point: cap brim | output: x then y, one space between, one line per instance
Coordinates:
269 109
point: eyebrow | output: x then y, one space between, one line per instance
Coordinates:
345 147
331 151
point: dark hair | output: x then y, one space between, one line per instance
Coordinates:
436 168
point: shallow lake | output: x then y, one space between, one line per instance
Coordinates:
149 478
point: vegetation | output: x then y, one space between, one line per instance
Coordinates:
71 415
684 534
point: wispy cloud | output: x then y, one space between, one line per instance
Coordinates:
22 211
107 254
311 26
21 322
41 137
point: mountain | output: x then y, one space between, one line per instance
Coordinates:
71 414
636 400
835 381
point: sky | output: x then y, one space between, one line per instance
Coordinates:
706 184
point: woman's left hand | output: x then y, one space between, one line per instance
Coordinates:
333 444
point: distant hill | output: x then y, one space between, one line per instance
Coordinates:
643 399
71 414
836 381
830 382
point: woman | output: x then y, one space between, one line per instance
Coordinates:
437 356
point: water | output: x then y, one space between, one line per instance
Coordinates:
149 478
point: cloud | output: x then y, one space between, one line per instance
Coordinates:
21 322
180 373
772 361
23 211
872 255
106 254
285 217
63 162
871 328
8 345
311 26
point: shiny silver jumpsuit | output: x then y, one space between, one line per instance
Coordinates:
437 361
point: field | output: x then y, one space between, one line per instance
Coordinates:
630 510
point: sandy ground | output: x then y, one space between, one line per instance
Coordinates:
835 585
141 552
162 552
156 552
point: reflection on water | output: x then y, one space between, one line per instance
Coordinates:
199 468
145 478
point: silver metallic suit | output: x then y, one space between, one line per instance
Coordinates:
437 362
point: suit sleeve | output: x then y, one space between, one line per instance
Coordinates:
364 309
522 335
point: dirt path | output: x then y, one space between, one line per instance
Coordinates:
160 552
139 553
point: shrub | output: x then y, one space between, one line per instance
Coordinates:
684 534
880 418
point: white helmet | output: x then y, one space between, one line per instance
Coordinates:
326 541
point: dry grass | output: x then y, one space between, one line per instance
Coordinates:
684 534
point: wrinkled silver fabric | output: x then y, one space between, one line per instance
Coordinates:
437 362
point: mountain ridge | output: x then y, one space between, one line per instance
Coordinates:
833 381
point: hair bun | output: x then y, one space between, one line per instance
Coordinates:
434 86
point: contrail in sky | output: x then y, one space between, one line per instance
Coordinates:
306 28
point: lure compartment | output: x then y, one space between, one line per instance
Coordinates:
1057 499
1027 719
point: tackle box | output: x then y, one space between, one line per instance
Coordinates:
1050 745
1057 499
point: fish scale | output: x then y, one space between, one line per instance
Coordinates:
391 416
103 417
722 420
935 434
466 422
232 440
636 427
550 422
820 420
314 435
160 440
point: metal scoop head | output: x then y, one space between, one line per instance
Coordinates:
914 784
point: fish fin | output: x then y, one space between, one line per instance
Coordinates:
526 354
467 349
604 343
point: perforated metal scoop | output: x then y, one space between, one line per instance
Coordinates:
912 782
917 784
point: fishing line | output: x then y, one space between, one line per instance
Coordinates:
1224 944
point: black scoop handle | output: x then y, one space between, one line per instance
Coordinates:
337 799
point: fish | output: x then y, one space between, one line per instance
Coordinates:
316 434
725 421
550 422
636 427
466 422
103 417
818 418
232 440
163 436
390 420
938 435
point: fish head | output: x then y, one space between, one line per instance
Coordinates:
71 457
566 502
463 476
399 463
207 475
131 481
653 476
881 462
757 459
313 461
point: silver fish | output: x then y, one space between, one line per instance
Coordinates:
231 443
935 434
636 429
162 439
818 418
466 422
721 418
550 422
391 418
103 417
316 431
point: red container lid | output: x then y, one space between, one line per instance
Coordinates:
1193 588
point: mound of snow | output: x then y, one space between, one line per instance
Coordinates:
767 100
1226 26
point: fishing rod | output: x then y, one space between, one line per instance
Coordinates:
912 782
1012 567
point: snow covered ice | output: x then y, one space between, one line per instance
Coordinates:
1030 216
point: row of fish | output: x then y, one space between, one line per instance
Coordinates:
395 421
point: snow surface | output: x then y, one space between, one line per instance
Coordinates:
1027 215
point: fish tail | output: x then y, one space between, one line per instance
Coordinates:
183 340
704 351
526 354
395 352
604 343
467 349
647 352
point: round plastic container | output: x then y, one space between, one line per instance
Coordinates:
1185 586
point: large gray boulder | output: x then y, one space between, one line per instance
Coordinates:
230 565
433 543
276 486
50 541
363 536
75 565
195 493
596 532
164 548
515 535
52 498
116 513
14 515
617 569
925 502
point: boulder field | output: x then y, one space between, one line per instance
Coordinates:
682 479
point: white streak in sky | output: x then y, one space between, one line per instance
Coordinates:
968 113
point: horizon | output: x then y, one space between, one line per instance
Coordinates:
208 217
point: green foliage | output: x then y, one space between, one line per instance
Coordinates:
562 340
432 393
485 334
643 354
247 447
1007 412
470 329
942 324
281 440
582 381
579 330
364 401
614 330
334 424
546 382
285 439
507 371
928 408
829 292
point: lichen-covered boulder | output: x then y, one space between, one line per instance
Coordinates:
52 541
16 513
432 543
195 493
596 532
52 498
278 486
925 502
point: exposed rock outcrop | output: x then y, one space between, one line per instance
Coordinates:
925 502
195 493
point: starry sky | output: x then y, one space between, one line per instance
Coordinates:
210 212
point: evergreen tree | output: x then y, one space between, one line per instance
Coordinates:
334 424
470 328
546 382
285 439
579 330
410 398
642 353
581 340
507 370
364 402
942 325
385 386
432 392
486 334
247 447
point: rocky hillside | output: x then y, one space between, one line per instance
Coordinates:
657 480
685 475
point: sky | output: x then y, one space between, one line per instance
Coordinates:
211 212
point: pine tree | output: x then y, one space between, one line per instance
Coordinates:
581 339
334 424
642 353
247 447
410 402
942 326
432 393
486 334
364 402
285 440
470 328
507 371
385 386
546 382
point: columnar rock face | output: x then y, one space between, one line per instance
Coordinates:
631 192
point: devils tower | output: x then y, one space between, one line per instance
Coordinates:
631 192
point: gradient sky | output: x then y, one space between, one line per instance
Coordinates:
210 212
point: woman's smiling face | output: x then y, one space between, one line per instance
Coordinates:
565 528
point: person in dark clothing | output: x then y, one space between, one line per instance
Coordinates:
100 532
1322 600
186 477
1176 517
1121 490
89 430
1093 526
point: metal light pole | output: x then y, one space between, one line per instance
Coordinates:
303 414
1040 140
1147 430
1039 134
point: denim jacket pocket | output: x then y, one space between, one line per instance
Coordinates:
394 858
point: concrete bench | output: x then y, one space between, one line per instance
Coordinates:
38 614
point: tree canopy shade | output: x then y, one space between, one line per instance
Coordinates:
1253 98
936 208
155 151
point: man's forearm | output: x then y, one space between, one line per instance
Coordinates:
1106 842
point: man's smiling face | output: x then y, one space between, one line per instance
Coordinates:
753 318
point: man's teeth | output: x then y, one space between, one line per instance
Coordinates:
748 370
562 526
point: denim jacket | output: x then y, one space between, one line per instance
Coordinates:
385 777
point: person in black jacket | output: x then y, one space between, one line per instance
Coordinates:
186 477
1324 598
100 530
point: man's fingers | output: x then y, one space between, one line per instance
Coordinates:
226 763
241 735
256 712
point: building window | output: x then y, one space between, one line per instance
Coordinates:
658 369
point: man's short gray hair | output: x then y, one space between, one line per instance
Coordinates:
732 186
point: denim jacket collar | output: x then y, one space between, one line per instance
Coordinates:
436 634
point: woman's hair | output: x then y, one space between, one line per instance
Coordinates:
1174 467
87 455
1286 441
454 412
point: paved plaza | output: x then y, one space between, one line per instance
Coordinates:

━━━━━━━━━━━━━━━━━━━━

Problem: Copy out all of the records shown above exactly.

Exercise result:
point: cap brim | output: x then y, one space between, one line per instance
Coordinates:
269 109
point: eyebrow | output: x then y, one space between, one line per instance
Coordinates:
345 147
331 151
point: dark hair | output: x then y, one space between, one line per instance
Coordinates:
436 168
point: shallow lake | output: x then y, one space between, one line per instance
Coordinates:
149 478
point: vegetation | output: x then y, one space between, one line per instance
Coordinates:
71 415
684 534
point: wispy cloud | output: x then y, one space between, one line per instance
Coordinates:
22 211
107 254
311 26
21 322
41 137
point: mountain | output: x then y, one space between, one line per instance
Coordinates:
71 414
636 400
835 381
point: sky | output: x then y, one space between, one line per instance
Coordinates:
706 184
point: woman's left hand | output: x then y, one space between, one line per instance
Coordinates:
333 444
point: distant hill | output: x then y, one space between, one line per instance
Coordinates:
643 399
71 414
836 381
830 382
point: woman | output: x then y, one space between, one line per instance
Coordinates:
437 356
point: water | output: x then y, one space between, one line per instance
Coordinates:
149 478
point: cloud | output: x then y, one space between, one line per instance
Coordinates:
21 322
180 373
772 361
23 211
872 255
106 254
285 217
63 162
871 328
8 345
311 26
point: shiny silver jumpsuit | output: x then y, one space between, one line per instance
Coordinates:
437 361
point: field | output: x then y, one space between, one line per instance
Coordinates:
630 510
point: sandy ground | output: x then y, one space between, one line per instance
Coordinates:
835 585
141 552
162 552
156 552
point: reflection on water | output: x then y, one space between, one line per instance
Coordinates:
199 468
145 478
point: silver metallic suit | output: x then y, one space between, one line per instance
Coordinates:
437 362
point: suit sleeve | output: x then y, one space between, one line per instance
Coordinates:
364 309
522 335
point: dirt path | output: x then y, one space between, one line per instance
Coordinates:
160 552
139 553
point: shrub | output: x then y, one space between, one line per instance
Coordinates:
684 534
880 418
point: white helmet | output: x then y, one space between, one line per instance
Coordinates:
326 541
point: dry grass | output: x then y, one space between, one line per instance
Coordinates:
684 534
point: wrinkled silver fabric | output: x then y, one space between, one line per instance
Coordinates:
437 362
point: mountain ridge | output: x then y, one space between, one line per instance
Coordinates:
833 381
point: hair bun | output: x then y, one space between, one line per instance
Coordinates:
434 86
point: contrail in sky | output: x then y, one space between, one line per instance
Coordinates:
306 28
point: lure compartment | output: x then y, one space between, one line per instance
Coordinates:
1057 499
1027 719
point: tackle box | output: x then y, one space between, one line per instance
Coordinates:
1050 745
1057 499
point: fish scale | output: x then y, one space between, one line per instance
Coordinates:
391 416
103 417
722 420
935 434
466 422
232 440
636 427
550 422
820 420
314 435
160 440
point: metal scoop head | output: x then y, one space between, one line per instance
Coordinates:
914 784
point: fish fin | output: x then y, one space between, one line per instance
Coordinates:
526 354
467 349
604 343
point: perforated metal scoop | output: x then y, one space between, one line per instance
Coordinates:
912 782
917 784
point: fishing line | output: x then y, one space between, one line per instance
Coordinates:
1224 944
point: black scoop handle | output: x then y, one space between, one line per instance
Coordinates:
337 799
point: fish | output: x then y, one space between, one line per instance
Coordinates:
316 434
725 421
550 422
636 427
466 422
103 417
818 418
232 440
163 436
390 420
938 435
point: fish head | output: x then y, one space between, one line per instance
Coordinates:
71 457
566 502
463 476
399 463
207 475
131 481
653 476
881 462
757 459
313 461
point: silver fish | output: x then y, one space between, one line per instance
Coordinates:
231 443
935 434
636 429
162 439
818 418
466 422
721 418
550 422
391 418
103 417
316 431
point: red container lid | output: x then y, one space between, one line per instance
Coordinates:
1193 588
point: mound of snow | output: x then y, one space between, one line per instance
Coordinates:
767 100
1226 26
point: fishing rod | output: x then y, one space between, one line per instance
Coordinates:
912 782
1012 567
point: snow covered ice | output: x then y, one space between, one line per instance
Coordinates:
1030 216
point: row of fish | output: x then y, one space between, one line per instance
Coordinates:
395 421
point: snow surface | output: x then y, one space between, one line per instance
Coordinates:
1027 215
point: fish tail | output: x then y, one space between, one line per instance
Coordinates:
183 340
704 351
526 354
395 352
604 343
467 349
647 352
point: round plastic container | output: x then y, one space between, one line per instance
Coordinates:
1185 586
point: large gray boulder | output: x then y, one space between, one line per instance
Coordinates:
230 565
433 543
276 486
50 541
363 536
75 565
195 493
596 532
164 548
515 535
52 498
116 513
14 515
617 569
925 502
point: boulder field | output: x then y, one space between, one line per instance
Coordinates:
682 479
point: white streak in sky | output: x then y, one space between, one line per instance
Coordinates:
968 113
point: horizon | output: x then y, one space between, one line per instance
Coordinates:
208 217
point: green foliage | output: x then y, one space between, one line per instance
Coordinates:
562 340
432 393
485 334
643 354
247 447
1007 412
470 329
942 324
281 440
582 381
579 330
364 401
614 330
334 424
546 382
285 439
507 371
928 408
829 292
point: lichen-covered boulder | output: x then y, one space between, one line per instance
Coordinates:
52 541
16 513
432 543
195 493
596 532
52 498
278 486
925 502
point: exposed rock outcrop | output: x then y, one space between, one line per instance
Coordinates:
925 502
195 493
point: starry sky | output: x then y, one space between, one line per instance
Coordinates:
210 212
point: evergreen tree | output: x then y, one space between, one line per instance
Coordinates:
334 424
470 328
546 382
285 439
579 330
410 398
642 353
581 340
507 370
364 402
942 325
385 386
432 392
486 334
247 447
point: rocky hillside | output: x then y, one space between, one line per instance
Coordinates:
657 480
685 475
point: sky | output: x then y, one space between, one line per instance
Coordinates:
211 212
point: pine tree | output: x then y, one space between, one line per instance
Coordinates:
581 339
334 424
642 353
247 447
410 402
942 326
432 393
486 334
364 402
285 440
470 328
507 371
385 386
546 382
point: columnar rock face | output: x then y, one space between, one line per instance
Coordinates:
631 192
point: devils tower | output: x then y, one space between, one line per instance
Coordinates:
631 192
point: gradient sky | output: x then y, one space between, one line per instance
Coordinates:
210 212
point: woman's smiling face | output: x then y, one space between, one line per instance
Coordinates:
565 528
point: person in dark clothing | output: x then y, one space between, one line per instance
Coordinates:
100 532
1322 600
186 477
1176 517
1121 490
89 430
1093 526
point: metal light pole | output: x then y, one space between, one line per instance
Coordinates:
303 414
1040 140
1147 430
1039 134
point: denim jacket pocket | output: x then y, one space between, one line per instance
Coordinates:
394 858
point: concrete bench | output: x then y, one space between, one line per instance
Coordinates:
38 614
point: tree canopy shade | output: x then y, one space between, one line per instance
Coordinates:
1253 98
936 208
155 151
point: man's forearm | output: x then y, one space between, one line per instance
Coordinates:
1106 842
point: man's smiling face | output: x then y, one space between, one line per instance
Coordinates:
753 318
point: man's teeth | output: x then y, one space between, one line per instance
Coordinates:
748 370
562 526
point: denim jacket | output: x then y, one space between, one line per instance
Coordinates:
385 777
point: person in black jacket | output: x then y, one space between, one line per instance
Coordinates:
186 477
1324 598
100 530
point: man's fingers | output: x then y, one space between, one line per instance
Coordinates:
226 763
241 735
256 712
point: building window | output: x then y, one space between, one line per instance
Coordinates:
658 369
point: man's short gray hair | output: x then y, one space between, one line per instance
Coordinates:
732 186
point: denim jacket collar | output: x then y, one space between, one line per instance
Coordinates:
436 634
point: woman's hair | output: x then y, one space between, one line per instance
Coordinates:
1174 467
87 455
1286 441
454 412
point: paved plaza | output: x then y, one space between, one line per instance
Coordinates:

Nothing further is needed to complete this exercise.